(Data items)
--

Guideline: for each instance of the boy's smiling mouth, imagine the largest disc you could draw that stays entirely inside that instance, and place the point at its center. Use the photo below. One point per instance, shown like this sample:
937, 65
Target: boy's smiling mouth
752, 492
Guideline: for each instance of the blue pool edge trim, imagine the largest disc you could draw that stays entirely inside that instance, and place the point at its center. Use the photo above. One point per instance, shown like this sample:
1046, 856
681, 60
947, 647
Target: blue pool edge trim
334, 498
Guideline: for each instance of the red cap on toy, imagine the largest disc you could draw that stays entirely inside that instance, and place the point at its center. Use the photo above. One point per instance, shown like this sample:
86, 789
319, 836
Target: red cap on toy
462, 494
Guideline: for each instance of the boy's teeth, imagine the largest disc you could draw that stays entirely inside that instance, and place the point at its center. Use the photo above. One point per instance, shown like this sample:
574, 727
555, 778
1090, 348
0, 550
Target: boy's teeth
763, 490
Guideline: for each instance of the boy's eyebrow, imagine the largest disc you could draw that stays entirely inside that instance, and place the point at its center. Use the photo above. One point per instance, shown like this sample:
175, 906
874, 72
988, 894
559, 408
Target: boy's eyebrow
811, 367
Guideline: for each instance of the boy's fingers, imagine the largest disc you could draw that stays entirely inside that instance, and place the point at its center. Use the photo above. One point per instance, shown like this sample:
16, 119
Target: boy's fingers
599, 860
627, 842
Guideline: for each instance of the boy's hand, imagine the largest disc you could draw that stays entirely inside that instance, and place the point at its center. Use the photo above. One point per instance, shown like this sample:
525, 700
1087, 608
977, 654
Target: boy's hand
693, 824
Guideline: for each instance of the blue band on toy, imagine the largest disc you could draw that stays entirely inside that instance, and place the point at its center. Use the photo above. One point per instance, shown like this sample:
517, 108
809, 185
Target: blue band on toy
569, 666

--

SHORT PROBLEM |
Copy out all of the data above word for word.

EXERCISE RESULT |
Guideline: for each instance of the boy's smiling mouth, imagine the largest disc you could draw that stays entirely inside that instance, and place the point at its center. Use the photo below. One point per instance, shown like this sample:
937, 65
Target: boy's smiling mouth
752, 492
Guideline: for each instance of the blue pool edge trim, imagine the largest disc you could draw that stays entirely inside that instance, and place the point at its center. Use the photo above. One point per instance, shown like this sample:
1046, 856
681, 60
947, 647
Target: blue pool edge trim
334, 498
Guideline: for each instance of the red cap on toy, imagine the largest disc you could draw that stays entirely inside that instance, and place the point at its center. Use the photo above. One point per instance, shown like this sample:
86, 789
319, 836
Target: red cap on toy
462, 494
Guideline: for each instance of the boy's teeth, imagine the largest disc you could draw that stays entirely inside that instance, and place the point at its center. Use the photo above. One point per instance, shown like this sample:
574, 727
555, 778
1090, 348
0, 550
Target: boy's teeth
763, 490
Guideline: for each instance of the boy's eyebrow, imagine the largest disc you could draw that stays entirely inside that instance, and place the point at its center. Use the photo above. One point per instance, shown like this sample:
175, 906
874, 72
988, 894
559, 408
Target: boy's eyebrow
811, 367
Guideline: for each instance of the boy's fingers, imagine the largest disc you could draw that stays entirely inside that instance, and place the point at its center. Use the photo above. One point per instance, shown like this sample:
16, 119
Target: boy's fingers
599, 860
627, 842
Guideline: for each instance of the boy's hand, imagine the largest disc you could draw that stays entirely inside that instance, and place the point at its center. Use the photo above. One point per instance, shown like this sample:
525, 700
1087, 608
977, 654
Target: boy's hand
693, 824
Guideline: for each instance of the blue band on toy, imagine the largest disc you could draw that stays entirely inside that instance, and place the point at its center. Use the photo above. One point per instance, shown like this sample:
517, 108
809, 185
Target: blue band on toy
569, 666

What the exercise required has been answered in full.